> **Required action**: Please pick up the Fellowship of the Ringlets blog post below right after its last line and keep writing it in the same voice.

> **Passage to read**:

--- START ---

WHAT IS THE FELLOWSHIP OF THE RINGLETS?


In January 2015, following a routine check by my vigilant GP, I was diagnosed with invasive breast cancer.

As a Brit living in Sydney, Australia since 2008, I realised over the following days just how many of my friends and family were scattered across the globe and different timezones.

The Fellowship of the Ringlets was originally just a tremendous pun and the title of a closed Facebook group I created to keep those distant friends and family in the loop and worry-free.

But over 12 months, my little group somehow grew from 80 to 800+ and became a veritable band of brothers, a support team like no other and a true Fellowship in every sense of the word.

Their love, laughter and rallying cries have been the greatest tonic a little ringlet'd cancer-face like me could have wished for.

The following letters, musings, incoherent ramblings and occasional bouts of bad language are for them all.

Welcome to the Fellowship of the Ringlets.

VC x

Friday 10 July 2015

* OFF TO NZ FOR SOME RADIATION PREP

Dear Fellowship, 

So this particular post is coming to you from about 39,000 feet up, as I push off to sunny but freezing Auckland for a weekend of fun, friends and fine wine. The fun and friends better be bringing their A-game because sadly, the fine wines of Waiheke Island will have little to offer this chemofaced teetotaller. I know. Me. Teetotal. Madness. It's the vineyards of the world I feel sorry for.


Aussie passport debut!

--- END ---

> **Extracted data**:
--- START ---

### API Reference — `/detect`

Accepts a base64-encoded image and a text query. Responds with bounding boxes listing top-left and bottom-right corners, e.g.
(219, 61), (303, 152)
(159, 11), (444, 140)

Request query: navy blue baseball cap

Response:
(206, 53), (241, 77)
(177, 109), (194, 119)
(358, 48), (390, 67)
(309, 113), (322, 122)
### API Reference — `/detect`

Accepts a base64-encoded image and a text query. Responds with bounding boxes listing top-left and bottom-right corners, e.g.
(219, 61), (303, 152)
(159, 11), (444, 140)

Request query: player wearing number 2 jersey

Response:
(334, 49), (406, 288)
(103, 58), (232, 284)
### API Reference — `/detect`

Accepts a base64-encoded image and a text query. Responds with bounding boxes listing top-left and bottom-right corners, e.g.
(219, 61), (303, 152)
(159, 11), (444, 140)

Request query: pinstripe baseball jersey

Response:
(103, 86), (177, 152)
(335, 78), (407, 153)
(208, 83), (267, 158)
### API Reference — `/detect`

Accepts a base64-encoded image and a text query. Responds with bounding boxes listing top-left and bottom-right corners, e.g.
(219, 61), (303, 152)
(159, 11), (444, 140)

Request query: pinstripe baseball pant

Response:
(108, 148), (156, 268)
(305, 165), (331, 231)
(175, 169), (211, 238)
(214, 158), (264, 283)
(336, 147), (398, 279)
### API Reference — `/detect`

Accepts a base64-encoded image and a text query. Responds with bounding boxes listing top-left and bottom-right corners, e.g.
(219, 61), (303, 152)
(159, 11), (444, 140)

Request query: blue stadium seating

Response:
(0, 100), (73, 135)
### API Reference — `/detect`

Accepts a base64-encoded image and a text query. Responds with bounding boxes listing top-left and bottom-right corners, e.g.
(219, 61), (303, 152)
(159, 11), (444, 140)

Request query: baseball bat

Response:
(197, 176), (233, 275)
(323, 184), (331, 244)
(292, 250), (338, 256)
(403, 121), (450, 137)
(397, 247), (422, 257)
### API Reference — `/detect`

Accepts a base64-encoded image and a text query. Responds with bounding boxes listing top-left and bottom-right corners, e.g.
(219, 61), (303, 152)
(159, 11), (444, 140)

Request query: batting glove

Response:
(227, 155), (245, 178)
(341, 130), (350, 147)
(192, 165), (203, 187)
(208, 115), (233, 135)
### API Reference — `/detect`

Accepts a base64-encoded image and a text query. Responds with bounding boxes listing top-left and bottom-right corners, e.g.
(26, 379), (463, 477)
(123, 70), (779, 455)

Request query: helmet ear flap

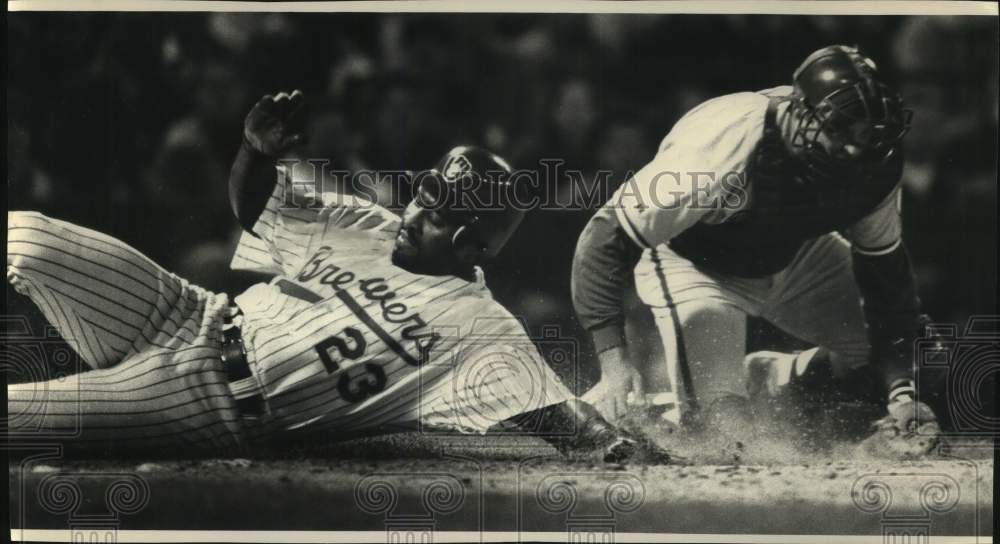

--- END ---

> **Exercise response**:
Seemed only fitting that I get in a trip to New Zealand just before radiation with Sunburn Sue kicks off on Monday. The last time I got on a plane was to my beloved Queenstown just before things got all egg-freezing, ringlet-chopping, chemo-serious, and that seemed to set me in pretty good stead for the coming months, so I'm thinking a quick recharge of the Connerty batteries in NZ and some quality time with good people is perhaps the perfect way to prep for the final 6 weeks of this cancery tale.


Low key Kiwi weekend pad 

Jez's 30th in NZ

Hard to believe chemo is now done and dusted - this final round was pretty good with no major dramas. I now have about 4 stubborn eyelashes valiantly hanging on for dear life and trying to do the job of several times their number, namely to protect my delicate eyes from the elements, bless 'em. In all honesty, they should just give up - my eyes are watering constantly which is very confusing for everyone. Is she crying? Why are her eyes so puffy? Has she been punched in the face? Why is she wearing shades indoors?

On that note, I took Jez to see Les Miserables the other day as part of my ongoing mission to inject some culture into his life - entirely his own fault for recently admitting much to my horror that he'd never heard of Fagin and thought The Artful Dodger was a rapper - and I essentially cried all the way through it, thanks to my 'sorry, we cannot cope with any level of light or darkness so we must send a tsunami of water down your face immediately' eyes. The downside was that after 3 long hours, I looked like I'd gone ten rounds with Tyson, however the upside was that lots of Les Mis superfans nodded at me indulgently on the way out, clearly mistaking my chemo face for 'I've seen this fifty times, am in love with Jean Valjean and still cry like a loon every time' face.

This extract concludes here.